Görev. Aşağıdaki listede "pickup" dizgesini içeren satırlar hangileri? Bu satırların hepsini ayıklayıp hiçbir değişiklik yapmadan yazın.

Nokta işaretleme kayıtları:
>>>
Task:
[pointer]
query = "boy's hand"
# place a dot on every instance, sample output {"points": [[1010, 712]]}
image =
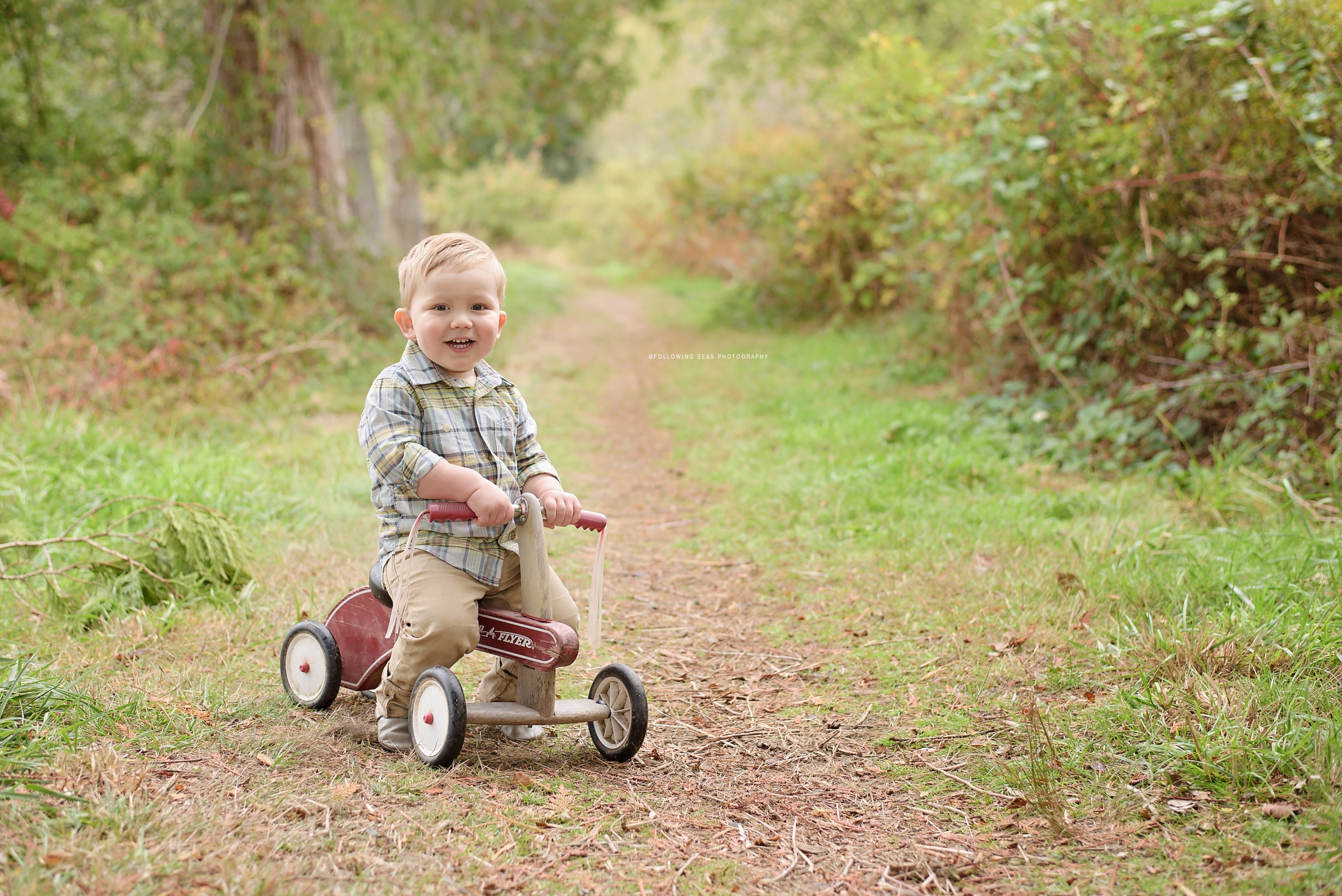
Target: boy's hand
{"points": [[490, 505], [561, 509]]}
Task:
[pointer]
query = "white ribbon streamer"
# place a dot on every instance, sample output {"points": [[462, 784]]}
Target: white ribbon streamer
{"points": [[595, 599], [393, 625]]}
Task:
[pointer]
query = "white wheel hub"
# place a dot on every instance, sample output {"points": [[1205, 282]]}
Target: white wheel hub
{"points": [[614, 730], [305, 667], [430, 718]]}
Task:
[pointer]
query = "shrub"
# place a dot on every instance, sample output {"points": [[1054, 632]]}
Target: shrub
{"points": [[1133, 208]]}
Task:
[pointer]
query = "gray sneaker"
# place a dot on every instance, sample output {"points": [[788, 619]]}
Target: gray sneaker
{"points": [[393, 733]]}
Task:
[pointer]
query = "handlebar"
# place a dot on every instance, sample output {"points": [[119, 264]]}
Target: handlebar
{"points": [[460, 512]]}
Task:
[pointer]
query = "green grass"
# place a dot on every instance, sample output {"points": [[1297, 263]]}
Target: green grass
{"points": [[1180, 635]]}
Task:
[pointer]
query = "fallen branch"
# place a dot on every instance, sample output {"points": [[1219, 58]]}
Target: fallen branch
{"points": [[1219, 377], [972, 785]]}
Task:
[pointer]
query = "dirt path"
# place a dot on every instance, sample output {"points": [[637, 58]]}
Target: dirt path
{"points": [[748, 778], [796, 803]]}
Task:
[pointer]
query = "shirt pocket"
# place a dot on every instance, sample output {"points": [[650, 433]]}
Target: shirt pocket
{"points": [[447, 432], [498, 427]]}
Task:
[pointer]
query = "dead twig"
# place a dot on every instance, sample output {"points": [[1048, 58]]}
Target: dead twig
{"points": [[971, 784]]}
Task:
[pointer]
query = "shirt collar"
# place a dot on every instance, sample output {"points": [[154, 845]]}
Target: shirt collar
{"points": [[425, 372]]}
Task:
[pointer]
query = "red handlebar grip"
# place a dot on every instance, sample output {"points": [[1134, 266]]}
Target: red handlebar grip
{"points": [[454, 510], [591, 521], [458, 512]]}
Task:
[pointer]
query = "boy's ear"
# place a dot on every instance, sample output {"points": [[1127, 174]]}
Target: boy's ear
{"points": [[406, 324]]}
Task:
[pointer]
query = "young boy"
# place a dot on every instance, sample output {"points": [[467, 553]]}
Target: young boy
{"points": [[442, 424]]}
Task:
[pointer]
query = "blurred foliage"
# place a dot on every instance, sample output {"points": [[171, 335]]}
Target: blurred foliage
{"points": [[38, 717], [179, 181], [1155, 190], [500, 203], [799, 38], [84, 536]]}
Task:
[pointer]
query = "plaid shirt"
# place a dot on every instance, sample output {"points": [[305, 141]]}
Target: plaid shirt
{"points": [[417, 415]]}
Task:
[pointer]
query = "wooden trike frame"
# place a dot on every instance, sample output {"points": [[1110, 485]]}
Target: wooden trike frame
{"points": [[352, 647]]}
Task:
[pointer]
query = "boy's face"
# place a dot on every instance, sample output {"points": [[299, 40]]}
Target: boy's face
{"points": [[455, 317]]}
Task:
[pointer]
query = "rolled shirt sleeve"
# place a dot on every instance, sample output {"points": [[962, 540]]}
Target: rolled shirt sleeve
{"points": [[390, 432], [530, 456]]}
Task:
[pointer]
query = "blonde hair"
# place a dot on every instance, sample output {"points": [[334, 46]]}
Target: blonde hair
{"points": [[451, 251]]}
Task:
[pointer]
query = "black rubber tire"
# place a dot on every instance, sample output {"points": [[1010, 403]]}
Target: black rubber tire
{"points": [[438, 742], [318, 691], [619, 738]]}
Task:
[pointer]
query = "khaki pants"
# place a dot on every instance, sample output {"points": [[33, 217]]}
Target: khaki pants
{"points": [[439, 624]]}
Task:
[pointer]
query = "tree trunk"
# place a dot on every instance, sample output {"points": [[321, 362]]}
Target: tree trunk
{"points": [[406, 213], [321, 129], [359, 160]]}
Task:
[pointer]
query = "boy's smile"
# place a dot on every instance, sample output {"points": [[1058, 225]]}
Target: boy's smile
{"points": [[455, 317]]}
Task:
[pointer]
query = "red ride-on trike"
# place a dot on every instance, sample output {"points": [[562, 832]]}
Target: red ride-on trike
{"points": [[355, 643]]}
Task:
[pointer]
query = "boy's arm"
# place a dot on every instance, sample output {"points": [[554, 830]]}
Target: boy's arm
{"points": [[449, 482], [390, 432]]}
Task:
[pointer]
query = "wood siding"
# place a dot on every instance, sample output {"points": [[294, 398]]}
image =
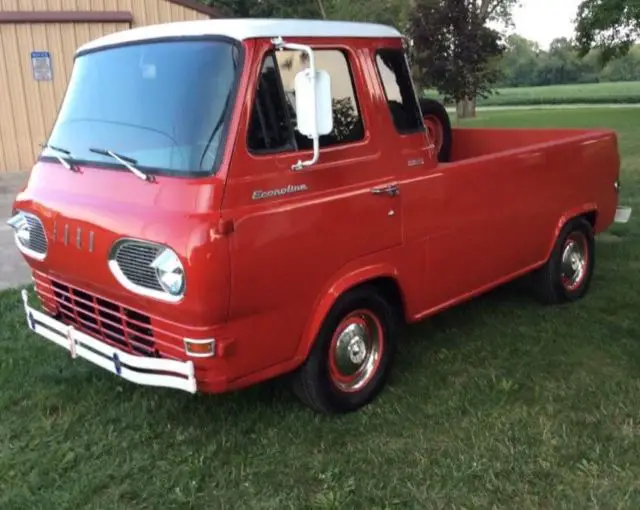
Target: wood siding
{"points": [[28, 108]]}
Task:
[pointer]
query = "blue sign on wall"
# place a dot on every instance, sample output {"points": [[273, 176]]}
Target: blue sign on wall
{"points": [[41, 65]]}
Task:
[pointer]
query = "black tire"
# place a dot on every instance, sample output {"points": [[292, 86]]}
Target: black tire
{"points": [[315, 382], [435, 112], [550, 282]]}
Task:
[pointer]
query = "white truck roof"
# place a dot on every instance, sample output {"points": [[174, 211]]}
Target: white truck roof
{"points": [[242, 29]]}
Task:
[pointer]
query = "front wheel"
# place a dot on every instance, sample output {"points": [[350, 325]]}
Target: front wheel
{"points": [[566, 276], [352, 355]]}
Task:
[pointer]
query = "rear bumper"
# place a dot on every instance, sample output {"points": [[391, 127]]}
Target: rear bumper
{"points": [[136, 369]]}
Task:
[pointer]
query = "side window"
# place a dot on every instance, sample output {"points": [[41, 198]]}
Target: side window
{"points": [[401, 98], [270, 128], [273, 119]]}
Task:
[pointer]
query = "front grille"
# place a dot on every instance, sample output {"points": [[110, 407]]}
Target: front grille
{"points": [[134, 259], [37, 238], [117, 325]]}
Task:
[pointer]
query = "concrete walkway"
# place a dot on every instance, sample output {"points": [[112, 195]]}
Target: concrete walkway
{"points": [[13, 269]]}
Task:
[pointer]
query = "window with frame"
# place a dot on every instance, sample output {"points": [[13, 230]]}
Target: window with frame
{"points": [[401, 99], [272, 126]]}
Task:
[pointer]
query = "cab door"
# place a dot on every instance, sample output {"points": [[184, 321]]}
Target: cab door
{"points": [[296, 230], [411, 155]]}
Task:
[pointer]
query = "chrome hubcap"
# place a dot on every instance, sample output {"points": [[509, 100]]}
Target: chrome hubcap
{"points": [[574, 263], [355, 352]]}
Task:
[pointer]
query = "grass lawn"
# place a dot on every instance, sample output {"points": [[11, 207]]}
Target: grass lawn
{"points": [[498, 403], [592, 93]]}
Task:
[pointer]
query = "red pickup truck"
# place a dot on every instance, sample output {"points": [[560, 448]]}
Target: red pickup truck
{"points": [[224, 201]]}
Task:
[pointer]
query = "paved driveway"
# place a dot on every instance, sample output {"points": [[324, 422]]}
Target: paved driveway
{"points": [[13, 269]]}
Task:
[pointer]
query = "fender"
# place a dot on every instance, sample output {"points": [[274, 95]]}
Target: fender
{"points": [[339, 285], [589, 207]]}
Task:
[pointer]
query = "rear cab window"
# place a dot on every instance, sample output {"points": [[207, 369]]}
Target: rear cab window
{"points": [[395, 77]]}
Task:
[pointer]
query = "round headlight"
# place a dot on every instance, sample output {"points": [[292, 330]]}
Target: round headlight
{"points": [[20, 226], [170, 272]]}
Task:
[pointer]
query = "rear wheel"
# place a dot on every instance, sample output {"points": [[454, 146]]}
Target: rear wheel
{"points": [[438, 125], [567, 274], [351, 358]]}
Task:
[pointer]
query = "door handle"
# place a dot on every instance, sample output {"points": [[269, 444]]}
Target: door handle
{"points": [[391, 190]]}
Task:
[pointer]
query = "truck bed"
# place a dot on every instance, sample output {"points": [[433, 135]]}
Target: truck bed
{"points": [[477, 142]]}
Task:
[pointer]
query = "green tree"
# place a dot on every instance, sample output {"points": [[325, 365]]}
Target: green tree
{"points": [[520, 62], [454, 51], [610, 25]]}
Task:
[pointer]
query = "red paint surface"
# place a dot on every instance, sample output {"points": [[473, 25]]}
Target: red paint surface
{"points": [[263, 274]]}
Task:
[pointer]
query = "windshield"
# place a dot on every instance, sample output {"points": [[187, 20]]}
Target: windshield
{"points": [[162, 104]]}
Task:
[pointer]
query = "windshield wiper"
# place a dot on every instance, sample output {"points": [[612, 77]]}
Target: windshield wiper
{"points": [[125, 161], [63, 161]]}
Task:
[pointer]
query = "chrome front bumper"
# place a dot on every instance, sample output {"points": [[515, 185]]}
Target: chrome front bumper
{"points": [[157, 372]]}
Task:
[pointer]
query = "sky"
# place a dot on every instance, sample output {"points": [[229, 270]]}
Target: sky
{"points": [[544, 20]]}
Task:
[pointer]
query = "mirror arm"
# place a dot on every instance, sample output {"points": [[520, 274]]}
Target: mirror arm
{"points": [[281, 45]]}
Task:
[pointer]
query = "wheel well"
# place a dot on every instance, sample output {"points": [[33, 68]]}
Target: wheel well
{"points": [[389, 289]]}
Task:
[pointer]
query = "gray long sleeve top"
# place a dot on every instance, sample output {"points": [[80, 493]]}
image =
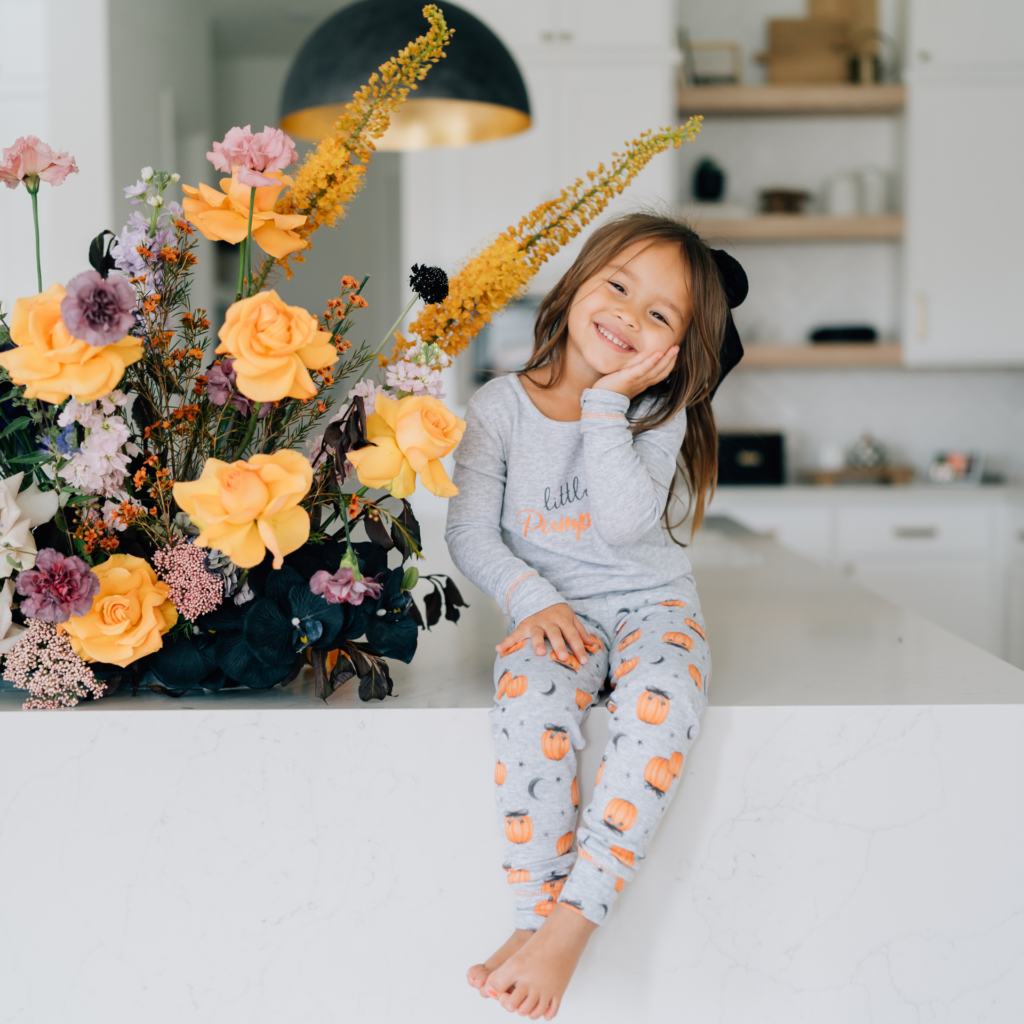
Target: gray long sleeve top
{"points": [[551, 511]]}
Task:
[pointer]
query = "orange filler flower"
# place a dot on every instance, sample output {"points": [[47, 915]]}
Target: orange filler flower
{"points": [[224, 215], [502, 270]]}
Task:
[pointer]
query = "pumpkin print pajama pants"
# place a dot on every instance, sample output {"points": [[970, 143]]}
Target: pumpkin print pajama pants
{"points": [[654, 654]]}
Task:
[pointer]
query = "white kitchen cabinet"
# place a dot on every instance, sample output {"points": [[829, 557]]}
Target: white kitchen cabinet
{"points": [[955, 556], [951, 35], [965, 219]]}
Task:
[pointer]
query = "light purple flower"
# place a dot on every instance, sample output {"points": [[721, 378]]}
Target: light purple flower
{"points": [[342, 587], [57, 588], [98, 311]]}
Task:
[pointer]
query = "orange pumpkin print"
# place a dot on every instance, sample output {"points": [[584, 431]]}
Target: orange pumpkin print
{"points": [[503, 684], [679, 640], [620, 815], [695, 676], [632, 638], [627, 667], [626, 856], [695, 627], [652, 706], [658, 775], [555, 742], [515, 647], [518, 826], [515, 687], [570, 663]]}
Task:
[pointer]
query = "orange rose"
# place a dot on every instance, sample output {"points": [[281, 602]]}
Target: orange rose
{"points": [[410, 436], [245, 508], [50, 365], [224, 215], [129, 615], [274, 345]]}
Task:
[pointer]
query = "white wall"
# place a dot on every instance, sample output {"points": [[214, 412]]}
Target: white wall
{"points": [[54, 84]]}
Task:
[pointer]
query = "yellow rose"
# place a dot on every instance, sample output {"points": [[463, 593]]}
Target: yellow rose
{"points": [[410, 436], [245, 508], [129, 614], [50, 365], [224, 215], [274, 346]]}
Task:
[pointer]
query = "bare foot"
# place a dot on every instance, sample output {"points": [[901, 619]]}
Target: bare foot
{"points": [[531, 981], [477, 974]]}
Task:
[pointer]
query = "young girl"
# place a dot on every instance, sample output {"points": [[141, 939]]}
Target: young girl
{"points": [[564, 473]]}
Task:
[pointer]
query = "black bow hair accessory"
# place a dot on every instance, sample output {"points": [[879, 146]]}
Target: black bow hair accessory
{"points": [[734, 282]]}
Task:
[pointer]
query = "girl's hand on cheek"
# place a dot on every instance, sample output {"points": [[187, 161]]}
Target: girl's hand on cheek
{"points": [[640, 373], [559, 625]]}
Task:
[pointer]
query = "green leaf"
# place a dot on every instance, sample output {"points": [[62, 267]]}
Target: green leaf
{"points": [[22, 421]]}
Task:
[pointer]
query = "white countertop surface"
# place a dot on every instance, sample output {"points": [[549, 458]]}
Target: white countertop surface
{"points": [[783, 632]]}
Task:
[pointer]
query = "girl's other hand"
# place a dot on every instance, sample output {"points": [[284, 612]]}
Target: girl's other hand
{"points": [[559, 624], [638, 375]]}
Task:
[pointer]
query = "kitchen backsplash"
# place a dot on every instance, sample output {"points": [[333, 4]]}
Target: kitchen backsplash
{"points": [[913, 413]]}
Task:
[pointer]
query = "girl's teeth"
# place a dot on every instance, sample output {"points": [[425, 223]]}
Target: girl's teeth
{"points": [[614, 341]]}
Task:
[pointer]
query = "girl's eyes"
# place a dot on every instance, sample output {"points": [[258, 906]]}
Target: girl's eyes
{"points": [[615, 285]]}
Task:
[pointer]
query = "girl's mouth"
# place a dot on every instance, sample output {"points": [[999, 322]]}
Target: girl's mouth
{"points": [[613, 339]]}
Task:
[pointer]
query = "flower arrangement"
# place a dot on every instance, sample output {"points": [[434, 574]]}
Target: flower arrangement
{"points": [[180, 513]]}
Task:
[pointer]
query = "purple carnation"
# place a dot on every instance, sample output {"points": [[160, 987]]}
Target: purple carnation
{"points": [[98, 311], [343, 587], [219, 385], [57, 588]]}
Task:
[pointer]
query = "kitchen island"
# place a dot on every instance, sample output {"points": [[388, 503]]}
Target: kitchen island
{"points": [[845, 846]]}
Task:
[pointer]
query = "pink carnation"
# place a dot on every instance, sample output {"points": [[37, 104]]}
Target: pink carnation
{"points": [[342, 586], [29, 158], [269, 150]]}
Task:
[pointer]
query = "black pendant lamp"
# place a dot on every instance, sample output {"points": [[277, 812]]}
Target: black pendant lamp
{"points": [[473, 94]]}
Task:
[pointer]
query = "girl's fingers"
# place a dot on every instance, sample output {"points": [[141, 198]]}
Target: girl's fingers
{"points": [[557, 643], [537, 636]]}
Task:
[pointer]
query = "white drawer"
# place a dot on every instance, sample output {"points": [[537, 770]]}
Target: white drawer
{"points": [[913, 529], [802, 528]]}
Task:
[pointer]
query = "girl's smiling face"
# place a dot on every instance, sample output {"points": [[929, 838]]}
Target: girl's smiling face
{"points": [[639, 303]]}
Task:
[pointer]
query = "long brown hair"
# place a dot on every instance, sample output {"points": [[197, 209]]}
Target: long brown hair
{"points": [[693, 378]]}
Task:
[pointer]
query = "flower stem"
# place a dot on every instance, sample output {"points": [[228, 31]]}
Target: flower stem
{"points": [[384, 340], [249, 242], [35, 219], [253, 417]]}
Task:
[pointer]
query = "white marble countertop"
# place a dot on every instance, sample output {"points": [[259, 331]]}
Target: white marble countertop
{"points": [[783, 632]]}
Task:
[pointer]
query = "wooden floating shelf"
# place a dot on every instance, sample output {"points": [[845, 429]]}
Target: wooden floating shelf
{"points": [[798, 227], [834, 355], [743, 100]]}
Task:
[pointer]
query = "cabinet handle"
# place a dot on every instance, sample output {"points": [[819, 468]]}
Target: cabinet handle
{"points": [[915, 532]]}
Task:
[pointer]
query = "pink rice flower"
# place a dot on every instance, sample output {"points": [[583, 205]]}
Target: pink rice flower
{"points": [[31, 161], [341, 586], [269, 150]]}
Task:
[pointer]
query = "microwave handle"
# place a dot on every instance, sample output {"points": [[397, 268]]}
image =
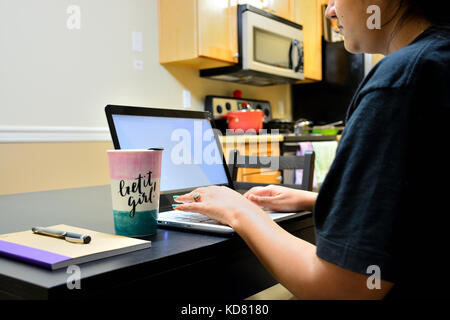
<<<
Görevin sonucu.
query = "red pickup truck"
Target: red pickup truck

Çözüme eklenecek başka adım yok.